## Selected extract
⟨

Australian Wine Tour: Wineries & Vineyards Worth Visiting

My first ever guest blog post!
Since I’ll be heading to Australia soon, I thought the timing’s perfect! Happy reading. :)

Image 1 - Australian wine tour, Featured image

Image 1 – Australian wine tour, Featured image (Source)

Even some seasoned tourists get surprised when they hear Australian wine is just as prized around the world as Italian and French varieties. This is simply due to the fact that the climate of certain inland areas of the vast and beautiful landscapes this continent offers makes for fertile ground to cultivate grapes. The gentle slopes of these hills are not unlike the Mediterranean meadows or Californian valleys.  With that in mind, if you ever get a chance to go on an Australian wine tour, these are the vineyards and wineries worth visiting.

Margaret River

About 280 kilometers south of Perth lies the quaint little town of Margaret River – a modest urbanity that lies on the delta of the eponymous river and which is primarily known as a hub for surfers. However, this town is also a gathering spot for wine connoisseurs who are constantly searching for the best and the most delicate balance of tastes the wineries of Western Australia can offer. The destination is also renowned for award winning restaurants, some of which are actually located in the most prestigious wineries. This means that you’ll get a chance to enjoy that ever so coveted gourmet combo of rich Australian cuisine and textured wine.

⟩

## Given information
⟨

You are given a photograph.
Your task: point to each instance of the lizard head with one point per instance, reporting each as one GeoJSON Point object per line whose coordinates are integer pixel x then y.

⟩

## Directive A
Answer these questions using the Australian wine tour text:
(i) How far south of Perth does Margaret River lie?
(ii) What is the town of Margaret River primarily known as?
(iii) To what does the text compare the gentle slopes of the wine-growing hills?
## Directive B
Pick up the Australian wine tour text after its final sentence and write what comes next.
The data comes from a separate source and has no connection to the Australian wine tour text.

## Expected answer A
(i) About 280 kilometers.
(ii) A hub for surfers.
(iii) The Mediterranean meadows or Californian valleys.

## Expected answer B
Image 2 - Australian wine tour, Margaret River

Image 2 – Australian wine tour, Margaret River (Source)

Clare Valley

If you are a bit bored of the red varieties and you yearn for a taste of something white and light, head to the Clare Valley. This extremely opulent wine region is famous for its state of the art Riesling, a courtesy of opportune continental climate with cold nights and hot days during the summer period. It is located about 120 kilometers north of Adelaide and it is known for “housing” a staggering number of quality wineries. As for the red, if you take a chance to try its Shiraz or Cabernet Sauvignon, your taste of red wine might get reinvigorated before you expected!

Image 3 - Australian wine tour, Clare Valley

Image 3 – Australian wine tour, Clare Valley (Source)

Yarra Valley

It is simply a blasphemy to go on an Australian Wine tour and to skip a visit to one of its most captivating locales – the Yarra Valley. This staggeringly beautiful bucolic region got its moniker after the Yarra River, which cuts through the territory for 90 kilometers before it spills into the Port Phillip Bay, under the docks of Melbourne. The wine production on this patch of land is both diverse and plentiful – a prospect that can be tested in the professional and renowned Olivigna winery in Warrandyte, which offers an exquisite assortment of nectars.

Image 4 - Australian wine tour, Yarra Valley

Image 4 – Australian wine tour, Yarra Valley (Source)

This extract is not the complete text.